EXERCISE OBJECTIVE »
Read through the listing below, and copy every line where the string "pixel" appears.

MATERIAL PROVIDED »

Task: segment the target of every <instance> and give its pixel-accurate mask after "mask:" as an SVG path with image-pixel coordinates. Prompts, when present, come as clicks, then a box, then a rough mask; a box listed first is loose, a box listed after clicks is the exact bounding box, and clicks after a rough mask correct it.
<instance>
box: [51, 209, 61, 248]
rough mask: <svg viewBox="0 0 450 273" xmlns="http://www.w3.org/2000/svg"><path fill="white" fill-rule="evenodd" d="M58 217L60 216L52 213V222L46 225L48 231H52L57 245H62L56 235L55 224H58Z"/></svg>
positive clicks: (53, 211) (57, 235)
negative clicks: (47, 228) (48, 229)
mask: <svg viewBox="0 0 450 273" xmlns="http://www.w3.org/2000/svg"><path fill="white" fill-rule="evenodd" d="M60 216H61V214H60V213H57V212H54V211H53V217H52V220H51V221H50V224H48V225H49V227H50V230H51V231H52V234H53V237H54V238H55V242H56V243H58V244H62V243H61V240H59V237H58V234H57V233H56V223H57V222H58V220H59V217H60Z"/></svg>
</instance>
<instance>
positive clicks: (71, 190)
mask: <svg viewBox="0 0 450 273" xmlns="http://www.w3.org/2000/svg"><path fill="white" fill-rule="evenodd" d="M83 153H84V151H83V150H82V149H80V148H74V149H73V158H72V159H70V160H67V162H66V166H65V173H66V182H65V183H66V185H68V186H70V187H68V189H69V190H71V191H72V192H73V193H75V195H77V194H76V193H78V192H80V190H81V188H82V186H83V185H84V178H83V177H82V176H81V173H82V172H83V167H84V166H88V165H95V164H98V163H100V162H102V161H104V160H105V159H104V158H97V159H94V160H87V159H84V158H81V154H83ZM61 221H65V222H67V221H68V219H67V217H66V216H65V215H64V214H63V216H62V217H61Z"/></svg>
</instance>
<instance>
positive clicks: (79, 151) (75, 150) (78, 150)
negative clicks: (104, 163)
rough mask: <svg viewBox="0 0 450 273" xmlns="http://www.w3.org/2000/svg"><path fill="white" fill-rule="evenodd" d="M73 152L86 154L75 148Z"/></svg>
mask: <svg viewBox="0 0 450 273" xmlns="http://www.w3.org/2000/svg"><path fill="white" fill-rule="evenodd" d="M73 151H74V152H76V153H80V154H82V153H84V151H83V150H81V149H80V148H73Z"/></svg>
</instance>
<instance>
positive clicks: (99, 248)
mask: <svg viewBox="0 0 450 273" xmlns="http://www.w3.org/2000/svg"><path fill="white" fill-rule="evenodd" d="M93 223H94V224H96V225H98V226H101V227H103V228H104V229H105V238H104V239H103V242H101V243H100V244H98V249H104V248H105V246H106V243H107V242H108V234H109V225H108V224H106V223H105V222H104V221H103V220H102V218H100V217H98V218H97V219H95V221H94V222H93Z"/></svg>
--
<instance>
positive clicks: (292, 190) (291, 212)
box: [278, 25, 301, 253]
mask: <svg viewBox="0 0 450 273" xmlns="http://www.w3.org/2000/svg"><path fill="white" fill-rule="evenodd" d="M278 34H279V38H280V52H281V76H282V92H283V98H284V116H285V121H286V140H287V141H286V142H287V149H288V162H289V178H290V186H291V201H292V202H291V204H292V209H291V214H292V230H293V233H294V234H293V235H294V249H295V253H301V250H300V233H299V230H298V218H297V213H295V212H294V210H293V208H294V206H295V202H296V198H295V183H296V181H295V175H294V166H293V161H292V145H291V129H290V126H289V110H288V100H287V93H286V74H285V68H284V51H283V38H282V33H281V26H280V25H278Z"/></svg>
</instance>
==
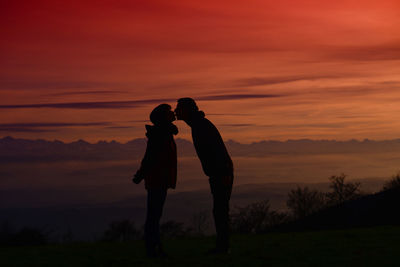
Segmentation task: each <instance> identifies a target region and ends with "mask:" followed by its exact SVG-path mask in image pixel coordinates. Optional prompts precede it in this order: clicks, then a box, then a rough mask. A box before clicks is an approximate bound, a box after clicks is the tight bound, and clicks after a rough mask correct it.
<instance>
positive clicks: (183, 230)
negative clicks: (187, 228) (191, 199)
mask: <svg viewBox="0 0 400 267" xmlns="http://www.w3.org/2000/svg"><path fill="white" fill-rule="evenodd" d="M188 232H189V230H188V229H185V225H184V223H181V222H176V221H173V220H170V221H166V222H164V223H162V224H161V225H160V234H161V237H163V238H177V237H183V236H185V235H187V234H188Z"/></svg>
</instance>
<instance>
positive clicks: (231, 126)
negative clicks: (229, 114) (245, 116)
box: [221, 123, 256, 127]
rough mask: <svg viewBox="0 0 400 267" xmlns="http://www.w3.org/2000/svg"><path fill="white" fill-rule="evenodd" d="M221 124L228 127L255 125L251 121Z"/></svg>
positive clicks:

SOLUTION TO THIS PROBLEM »
Task: segment the target of every <instance> and give its pixel-accurate mask after "mask:" as an SVG path with image-pixel coordinates. Prompts, when present, come as clicks, then a box, then a rough mask; a box listed first is loose, a box listed after clicks is the exact bounding box, and clicks after a rough mask correct it.
Segmentation task: each <instance> identifies a target region and ends with "mask:" followed by its exact SVG-path mask in image pixel coordinates. Optional prompts precede it in this order: clicks, then a box, then a rough mask. A box before clicks is an approximate bound, a box after clicks is the tight bound, and clicks after a rough mask correct it.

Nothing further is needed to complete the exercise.